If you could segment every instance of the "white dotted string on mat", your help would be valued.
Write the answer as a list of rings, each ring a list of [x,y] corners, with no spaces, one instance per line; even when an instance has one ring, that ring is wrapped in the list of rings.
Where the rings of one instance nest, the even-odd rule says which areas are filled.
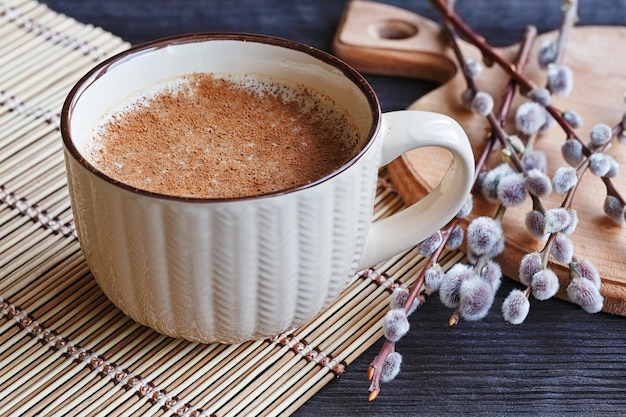
[[[35,223],[39,223],[46,229],[66,237],[78,238],[76,228],[72,223],[63,223],[58,217],[52,217],[46,210],[30,203],[25,198],[20,198],[14,192],[8,191],[4,185],[0,185],[0,202],[18,210]]]
[[[180,417],[211,416],[211,414],[201,408],[184,403],[164,389],[158,389],[153,383],[146,381],[141,376],[134,375],[132,372],[121,368],[102,356],[74,344],[53,330],[43,327],[36,320],[33,320],[25,310],[9,303],[3,297],[0,297],[0,313],[7,318],[13,319],[18,326],[33,335],[41,343],[60,351],[67,357],[86,364],[101,376],[134,390],[150,403],[157,404],[166,411],[170,411]]]
[[[61,120],[61,115],[59,113],[55,113],[52,110],[44,109],[34,104],[26,104],[6,91],[0,91],[0,106],[5,106],[9,111],[23,116],[32,116],[37,119],[43,119],[46,123],[54,125],[56,129],[59,129],[59,122]]]
[[[344,361],[337,361],[331,355],[324,353],[317,347],[309,345],[306,340],[301,340],[295,335],[283,333],[274,336],[269,339],[269,341],[281,346],[287,346],[292,352],[302,356],[308,362],[315,362],[320,366],[330,369],[336,377],[340,377],[346,369],[347,364]]]
[[[105,58],[105,53],[98,47],[46,27],[6,4],[0,4],[0,16],[6,17],[9,22],[14,23],[26,32],[41,36],[54,44],[74,49],[93,61],[100,61]]]
[[[389,291],[393,291],[400,286],[400,284],[395,282],[387,273],[380,272],[378,269],[374,268],[364,270],[361,272],[359,277],[370,279],[375,284],[380,285]]]

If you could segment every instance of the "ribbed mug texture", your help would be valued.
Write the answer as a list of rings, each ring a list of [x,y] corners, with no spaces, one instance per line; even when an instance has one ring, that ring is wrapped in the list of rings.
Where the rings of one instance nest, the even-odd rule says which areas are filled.
[[[66,160],[81,246],[110,300],[169,336],[235,343],[305,323],[345,287],[378,154],[310,188],[208,204],[155,201]]]

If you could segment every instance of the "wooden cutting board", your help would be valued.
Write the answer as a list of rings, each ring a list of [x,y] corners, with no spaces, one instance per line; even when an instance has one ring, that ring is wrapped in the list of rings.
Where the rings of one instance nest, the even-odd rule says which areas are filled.
[[[529,22],[532,23],[532,22]],[[536,63],[536,50],[545,39],[554,39],[555,33],[539,36],[525,74],[537,85],[545,85],[545,73]],[[584,140],[596,123],[615,125],[626,109],[626,72],[623,48],[626,45],[624,27],[576,27],[570,34],[565,63],[574,71],[574,91],[568,97],[553,99],[561,110],[573,109],[579,113],[584,125],[580,137]],[[462,44],[467,57],[481,60],[478,50]],[[352,1],[346,7],[337,30],[333,52],[357,70],[364,73],[403,76],[436,81],[442,85],[421,97],[410,108],[435,111],[455,118],[466,130],[476,154],[483,146],[487,122],[461,105],[460,93],[465,82],[457,71],[452,52],[443,43],[439,26],[415,13],[394,6],[369,1]],[[517,46],[499,49],[513,60]],[[508,82],[506,74],[497,67],[486,68],[477,79],[480,89],[500,96]],[[517,98],[513,109],[523,99]],[[514,112],[511,112],[513,115]],[[508,126],[513,126],[509,120]],[[509,129],[510,130],[510,129]],[[565,165],[560,146],[565,135],[553,126],[538,140],[537,149],[548,156],[548,173]],[[626,144],[616,143],[608,151],[621,165],[622,171],[615,179],[616,188],[626,196]],[[492,166],[498,156],[491,161]],[[420,199],[436,185],[448,167],[450,156],[445,151],[426,149],[410,152],[389,165],[390,179],[402,199],[410,204]],[[591,173],[585,174],[573,207],[581,219],[577,230],[570,236],[579,258],[591,260],[602,276],[601,292],[605,297],[604,311],[626,315],[626,226],[615,225],[603,214],[606,196],[602,181]],[[557,207],[562,196],[553,195],[544,201],[546,208]],[[474,215],[493,215],[494,204],[482,198],[475,199]],[[524,227],[524,216],[531,209],[530,199],[505,213],[503,227],[507,236],[506,250],[499,257],[507,277],[518,279],[521,257],[543,247],[532,239]],[[551,265],[561,279],[558,296],[567,299],[565,287],[568,269],[564,265]]]

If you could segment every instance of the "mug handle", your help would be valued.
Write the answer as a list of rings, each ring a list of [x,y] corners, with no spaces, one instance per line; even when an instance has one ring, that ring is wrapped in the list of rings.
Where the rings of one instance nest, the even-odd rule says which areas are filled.
[[[448,223],[461,209],[474,178],[474,155],[467,135],[443,114],[401,110],[382,115],[381,166],[412,149],[444,148],[453,155],[439,185],[404,210],[372,223],[358,270],[407,250]]]

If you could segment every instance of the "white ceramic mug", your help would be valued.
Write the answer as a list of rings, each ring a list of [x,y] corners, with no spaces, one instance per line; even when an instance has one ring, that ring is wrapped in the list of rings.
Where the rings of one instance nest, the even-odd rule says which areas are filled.
[[[131,93],[192,72],[260,73],[305,84],[346,109],[367,141],[335,172],[257,197],[189,199],[137,190],[91,165],[83,145]],[[236,343],[301,325],[352,275],[417,244],[461,207],[473,177],[468,139],[450,118],[381,114],[365,79],[296,42],[194,34],[133,47],[70,92],[61,132],[79,241],[96,281],[134,320],[173,337]],[[441,184],[372,223],[378,170],[422,146],[448,149]]]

TASK DIRECTIONS
When you copy the listing above, reproduce every line exactly and skip the images.

COMPLETED TASK
If you could segment every instance of the "white dotted string on mat", your help would be valued.
Write the answer as a list of rings, each ring a list of [x,y] corners, with no spaces, one instance per line; even when an instance has one ring, that ring is wrapped in the list of rings.
Where the rings of one instance nest, the even-odd rule says which areas are filled.
[[[35,223],[39,223],[46,229],[66,237],[78,238],[76,228],[72,223],[63,223],[58,217],[52,217],[46,210],[30,203],[25,198],[20,198],[14,192],[8,191],[4,185],[0,185],[0,202],[18,210]]]
[[[180,417],[211,416],[211,414],[201,408],[184,403],[164,389],[158,389],[153,383],[146,381],[141,376],[134,375],[132,372],[121,368],[102,356],[74,344],[53,330],[43,327],[36,320],[33,320],[25,310],[9,303],[3,297],[0,297],[0,313],[7,318],[13,319],[18,326],[33,335],[41,343],[60,351],[67,357],[86,364],[101,376],[134,390],[150,403],[157,404],[166,411],[170,411]]]
[[[61,120],[61,115],[59,113],[55,113],[52,110],[44,109],[34,104],[26,104],[6,91],[0,91],[0,106],[5,106],[9,111],[23,116],[32,116],[37,119],[43,119],[46,123],[54,125],[56,129],[59,129],[59,122]]]
[[[344,361],[337,361],[331,355],[324,353],[317,347],[309,345],[306,340],[301,340],[295,335],[283,333],[274,336],[269,339],[269,341],[281,346],[287,346],[292,352],[302,356],[308,362],[315,362],[320,366],[330,369],[336,377],[340,377],[346,369],[347,364]]]
[[[105,58],[105,53],[98,47],[46,27],[6,4],[0,4],[0,16],[6,17],[9,22],[14,23],[26,32],[41,36],[54,44],[74,49],[93,61],[100,61]]]
[[[389,291],[393,291],[400,286],[400,284],[395,282],[387,273],[380,272],[378,269],[374,268],[364,270],[361,272],[359,277],[370,279],[375,284],[380,285]]]

If you could segment every instance of the "ribbed mug texture", your help would be valued.
Write the answer as a list of rings, each ring a list of [x,y] corners, with no spaces, one instance per line; even when an instance has one ring, that ring is wrapped in the list of rings.
Where the rings of one instance nest, the even-odd rule says which areas are filled.
[[[66,160],[81,246],[110,300],[169,336],[235,343],[305,323],[345,287],[378,154],[310,188],[208,204],[155,201]]]

If you could segment every instance of the "wooden cutting board", your help would be valued.
Write the answer as a list of rings, each ring a list of [x,y] corners, with no spaces, one instance per line; even when an instance has one ring, that ring is wrapped in the list of rings.
Where the rings of one instance nest, the even-odd rule says which areas are filled.
[[[529,22],[532,23],[532,22]],[[536,63],[536,50],[545,39],[554,39],[555,33],[539,36],[525,74],[537,85],[545,85],[545,73]],[[584,140],[596,123],[615,125],[626,109],[626,72],[623,48],[626,45],[624,27],[576,27],[570,34],[565,63],[574,71],[574,91],[568,97],[553,99],[561,110],[573,109],[579,113],[584,125],[580,137]],[[462,44],[467,57],[481,60],[478,50]],[[352,1],[346,7],[337,30],[333,52],[357,70],[364,73],[403,76],[436,81],[442,85],[421,97],[410,108],[435,111],[455,118],[466,130],[476,154],[483,146],[487,122],[461,105],[460,93],[465,82],[457,71],[452,52],[443,43],[439,26],[415,13],[394,6],[369,1]],[[517,46],[499,49],[513,60]],[[508,82],[506,74],[497,67],[486,68],[477,79],[480,89],[500,96]],[[517,98],[513,109],[523,99]],[[514,112],[511,112],[513,115]],[[508,126],[513,126],[509,120]],[[509,129],[510,130],[510,129]],[[565,165],[560,146],[565,135],[553,126],[538,140],[537,149],[548,156],[548,173]],[[626,144],[616,143],[608,151],[621,165],[622,171],[615,179],[616,188],[626,196]],[[492,166],[498,156],[491,161]],[[420,199],[436,185],[448,167],[450,156],[445,151],[426,149],[410,152],[389,165],[390,179],[402,199],[410,204]],[[591,173],[585,174],[573,207],[581,219],[577,230],[570,236],[579,258],[591,260],[602,276],[601,292],[605,297],[604,311],[626,315],[626,226],[615,225],[603,214],[606,196],[602,181]],[[557,207],[562,196],[553,195],[544,201],[546,208]],[[474,215],[493,215],[494,204],[482,198],[475,199]],[[524,227],[524,216],[531,209],[530,199],[505,213],[503,227],[507,236],[506,250],[499,257],[507,277],[518,279],[521,257],[543,247],[532,239]],[[551,265],[561,279],[558,296],[567,299],[565,287],[568,269],[564,265]]]

If you could segment every instance of the "mug handle", your help would be valued.
Write the answer as a list of rings, each ring a list of [x,y] corners, with no spaces, one instance per line; even when an instance has one ring, that ring is wrapped in the list of rings.
Where the rings of one instance nest, the even-odd rule says which areas are filled.
[[[448,223],[461,209],[474,178],[474,155],[467,135],[443,114],[401,110],[382,115],[381,166],[412,149],[444,148],[453,155],[439,185],[404,210],[372,223],[358,270],[407,250]]]

If you could segment every instance of the "white ceramic mug", your help would be valued.
Write the answer as a list of rings, each ring a list of [x,y] corners, with no spaces, one instance per line; even when an instance has one ring, that ring is wrapped in the list of rings.
Where the rings of one instance nest, the even-odd rule says which areas are filled.
[[[131,93],[192,72],[260,73],[305,84],[346,109],[367,141],[335,172],[257,197],[189,199],[137,190],[91,165],[83,145]],[[236,343],[301,325],[352,275],[417,244],[461,207],[473,177],[468,139],[450,118],[381,114],[365,79],[296,42],[194,34],[133,47],[70,92],[61,132],[79,241],[96,281],[134,320],[173,337]],[[441,184],[372,223],[378,170],[422,146],[448,149]]]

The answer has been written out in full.